December UAH global temperature anomaly – down by almost half

December 2009 UAH Global Temperature Update +0.28 Deg. C

by Roy W. Spencer, Ph. D.

UAH_LT_1979_thru_Dec_09

The global-average lower tropospheric temperature anomaly fell back to the October level of +0.28 deg. C in December.

The tropics continue warm from El Nino conditions there, while the NH and SH extratropics anomalies cooled from last month. While the large amount of year-to-year variability in global temperatures seen in the above plot makes it difficult to provide meaningful statements about long-term temperature trends in the context of global warming, the running 25-month average suggests there has been no net warming in the last 11 years or so.

[NOTE: These satellite measurements are not calibrated to surface thermometer data in any way, but instead use on-board redundant precision platinum resistance thermometers carried on the satellite radiometers.]

YR MON GLOBE NH SH TROPICS

2009 1 +0.304 +0.443 +0.165 -0.036

2009 2 +0.347 +0.678 +0.016 +0.051

2009 3 +0.206 +0.310 +0.103 -0.149

2009 4 +0.090 +0.124 +0.056 -0.014

2009 5 +0.045 +0.046 +0.044 -0.166

2009 6 +0.003 +0.031 -0.025 -0.003

2009 7 +0.411 +0.212 +0.610 +0.427

2009 8 +0.229 +0.282 +0.177 +0.456

2009 9 +0.422 +0.549 +0.294 +0.511

2009 10 +0.286 +0.274 +0.297 +0.326

2009 11 +0.497 +0.422 +0.572 +0.495

2009 12 +0.280 +0.318 +0.242 +0.503

Get notified when a new post is published.
Subscribe today!
0 0 votes
Article Rating
246 Comments
Inline Feedbacks
View all comments
George E. Smith
January 6, 2010 9:40 am

“”” pft (17:20:15) :
“NOTE: These satellite measurements are not calibrated to surface thermometer data in any way, but instead use on-board redundant precision platinum resistance thermometers carried on the satellite radiometers:”
This is somewhat evasive, Thermometers on board can not direcly measure surface temperature. There is obviously an algorithm being used to convert satellite measurements to surface temperature, and what some folks worry about is that the algorithm can be tweaked to give more “accurate’ temperatures by those who deem them too low. “””
Well it is not evasive at all. Maybe a little short on details; and yes it would be nice to know those details. I’m sure somewhere there exists a complete and full technical description of these satellites and every instrument they carry on board.

- **Data section**:

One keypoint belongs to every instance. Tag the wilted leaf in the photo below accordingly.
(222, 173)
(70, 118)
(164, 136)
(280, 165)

- **Problem requirements**: Rename "NH" to "Northern Hemisphere" in the temperature update, and write out the passage that opens with "December 2009 UAH" and ends after "years or so.". The records have nothing to do with the temperature update.

- **Finished exercise**:
December 2009 UAH Global Temperature Update +0.28 Deg. C

by Roy W. Spencer, Ph. D.

UAH_LT_1979_thru_Dec_09

The global-average lower tropospheric temperature anomaly fell back to the October level of +0.28 deg. C in December.

The tropics continue warm from El Nino conditions there, while the Northern Hemisphere and SH extratropics anomalies cooled from last month. While the large amount of year-to-year variability in global temperatures seen in the above plot makes it difficult to provide meaningful statements about long-term temperature trends in the context of global warming, the running 25-month average suggests there has been no net warming in the last 11 years or so.